> Document section
*-*-*

This is a bizarre way to operate because you can write all the risk assessments in the world, but unless your staff are understanding of and actively managing risk, all your paperwork means absolutely nothing. Despite this reality, the paperwork obsession remains a top priority for many organisations, but unless every activity is being run by switched on professionals who pro-actively manage risk within the organisation, then no matter how good your paperwork is, you’re exposed.

 
The practical reality is that you can write whatever you like in a risk assessment document but often, once it’s written, it’s quickly forgotten. It soon gathers dust and like vampire in the night, it never sees the light of day again, until a pile of fanged marked corpses prompt someone into action.

You simply can’t afford to place yourself or your staff in a situation where this is the standard operating procedure. The end result, if something does go wrong, is usually expressed through head scratching and befuddled proclamations, ‘Well, we wrote a risk assessment!’ However, there can’t be a disconnect between the documentation and the implementation. They must be reflective of each other.

*-*-*

> Exercise requirements
Please reproduce the passage on risk assessments word for word, from "This is a bizarre" up to and including "is, you’re exposed.".

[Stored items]
*-*-*

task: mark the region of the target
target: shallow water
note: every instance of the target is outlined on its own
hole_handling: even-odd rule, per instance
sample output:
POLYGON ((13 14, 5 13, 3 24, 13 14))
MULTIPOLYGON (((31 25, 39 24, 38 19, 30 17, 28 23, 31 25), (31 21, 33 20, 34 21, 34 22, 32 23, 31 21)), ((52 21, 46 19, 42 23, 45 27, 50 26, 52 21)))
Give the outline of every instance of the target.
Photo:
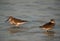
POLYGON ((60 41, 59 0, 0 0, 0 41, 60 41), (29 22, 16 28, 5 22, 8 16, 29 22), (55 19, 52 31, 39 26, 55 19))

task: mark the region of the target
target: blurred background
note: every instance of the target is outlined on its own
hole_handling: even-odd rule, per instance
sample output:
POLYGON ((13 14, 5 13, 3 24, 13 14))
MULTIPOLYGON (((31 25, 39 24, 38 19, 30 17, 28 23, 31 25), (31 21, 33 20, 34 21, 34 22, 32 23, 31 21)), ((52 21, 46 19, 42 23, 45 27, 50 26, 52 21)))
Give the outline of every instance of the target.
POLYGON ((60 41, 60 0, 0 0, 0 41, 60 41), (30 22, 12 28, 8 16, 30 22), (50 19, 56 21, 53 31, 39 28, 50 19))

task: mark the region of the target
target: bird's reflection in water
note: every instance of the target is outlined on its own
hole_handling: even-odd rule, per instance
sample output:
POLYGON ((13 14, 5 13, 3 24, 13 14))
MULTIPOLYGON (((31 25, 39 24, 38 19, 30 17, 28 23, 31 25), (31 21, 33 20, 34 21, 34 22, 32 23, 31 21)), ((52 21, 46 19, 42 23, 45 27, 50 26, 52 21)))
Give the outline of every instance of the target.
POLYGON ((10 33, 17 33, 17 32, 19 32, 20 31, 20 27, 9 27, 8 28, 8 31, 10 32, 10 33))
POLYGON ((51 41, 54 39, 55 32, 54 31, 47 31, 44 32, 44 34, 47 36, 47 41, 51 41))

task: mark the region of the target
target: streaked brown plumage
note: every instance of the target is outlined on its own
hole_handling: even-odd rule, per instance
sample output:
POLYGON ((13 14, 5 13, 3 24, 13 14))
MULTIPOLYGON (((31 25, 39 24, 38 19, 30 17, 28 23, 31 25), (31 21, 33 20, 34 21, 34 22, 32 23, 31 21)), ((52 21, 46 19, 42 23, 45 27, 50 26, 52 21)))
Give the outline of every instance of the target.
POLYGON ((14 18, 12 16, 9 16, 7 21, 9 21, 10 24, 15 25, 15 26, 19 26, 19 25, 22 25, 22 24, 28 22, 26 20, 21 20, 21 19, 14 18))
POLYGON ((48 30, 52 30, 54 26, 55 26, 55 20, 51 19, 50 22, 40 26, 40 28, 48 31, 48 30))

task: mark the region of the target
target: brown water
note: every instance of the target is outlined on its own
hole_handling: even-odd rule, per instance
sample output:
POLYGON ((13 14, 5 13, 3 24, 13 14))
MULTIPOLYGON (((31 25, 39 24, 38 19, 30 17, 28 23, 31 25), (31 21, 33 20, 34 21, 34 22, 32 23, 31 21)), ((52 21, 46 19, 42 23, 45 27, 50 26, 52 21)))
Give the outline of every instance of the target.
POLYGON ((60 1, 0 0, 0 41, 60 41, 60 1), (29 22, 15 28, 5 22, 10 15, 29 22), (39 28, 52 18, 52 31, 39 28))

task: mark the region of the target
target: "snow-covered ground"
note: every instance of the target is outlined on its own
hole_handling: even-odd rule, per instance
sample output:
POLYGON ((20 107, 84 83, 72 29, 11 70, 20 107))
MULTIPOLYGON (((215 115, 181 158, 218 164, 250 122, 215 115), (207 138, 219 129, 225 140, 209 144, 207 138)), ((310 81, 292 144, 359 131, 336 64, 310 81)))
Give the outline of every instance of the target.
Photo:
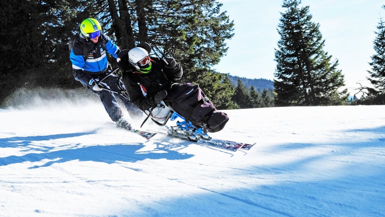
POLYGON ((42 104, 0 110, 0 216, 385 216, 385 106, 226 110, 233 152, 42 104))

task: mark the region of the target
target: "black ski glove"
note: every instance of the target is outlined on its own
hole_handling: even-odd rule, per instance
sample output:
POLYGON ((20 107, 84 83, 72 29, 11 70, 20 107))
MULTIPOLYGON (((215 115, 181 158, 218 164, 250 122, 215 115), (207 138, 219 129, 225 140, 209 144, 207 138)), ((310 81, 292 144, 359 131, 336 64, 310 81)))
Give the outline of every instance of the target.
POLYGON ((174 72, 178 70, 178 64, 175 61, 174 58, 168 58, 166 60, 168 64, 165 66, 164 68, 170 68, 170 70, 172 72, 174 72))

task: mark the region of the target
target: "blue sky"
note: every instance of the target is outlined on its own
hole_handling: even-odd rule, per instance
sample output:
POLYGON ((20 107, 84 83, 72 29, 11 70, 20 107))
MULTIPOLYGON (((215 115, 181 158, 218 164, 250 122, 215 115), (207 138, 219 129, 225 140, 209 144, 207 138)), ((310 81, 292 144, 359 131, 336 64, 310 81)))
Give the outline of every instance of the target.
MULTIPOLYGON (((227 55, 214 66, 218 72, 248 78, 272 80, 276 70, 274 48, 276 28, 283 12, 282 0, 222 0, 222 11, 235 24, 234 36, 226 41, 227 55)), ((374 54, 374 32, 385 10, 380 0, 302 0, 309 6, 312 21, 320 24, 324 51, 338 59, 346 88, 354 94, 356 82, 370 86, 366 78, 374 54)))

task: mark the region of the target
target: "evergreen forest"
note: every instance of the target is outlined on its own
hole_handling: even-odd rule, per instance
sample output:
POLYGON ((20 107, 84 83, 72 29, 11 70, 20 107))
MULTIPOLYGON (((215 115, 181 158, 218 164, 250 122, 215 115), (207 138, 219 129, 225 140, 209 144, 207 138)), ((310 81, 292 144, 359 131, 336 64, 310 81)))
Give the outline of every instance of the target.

*-*-*

> Answer section
This is a bizarre way to operate because you can write all the risk assessments in the world, but unless your staff are understanding of and actively managing risk, all your paperwork means absolutely nothing. Despite this reality, the paperwork obsession remains a top priority for many organisations, but unless every activity is being run by switched on professionals who pro-actively manage risk within the organisation, then no matter how good your paperwork is, you’re exposed.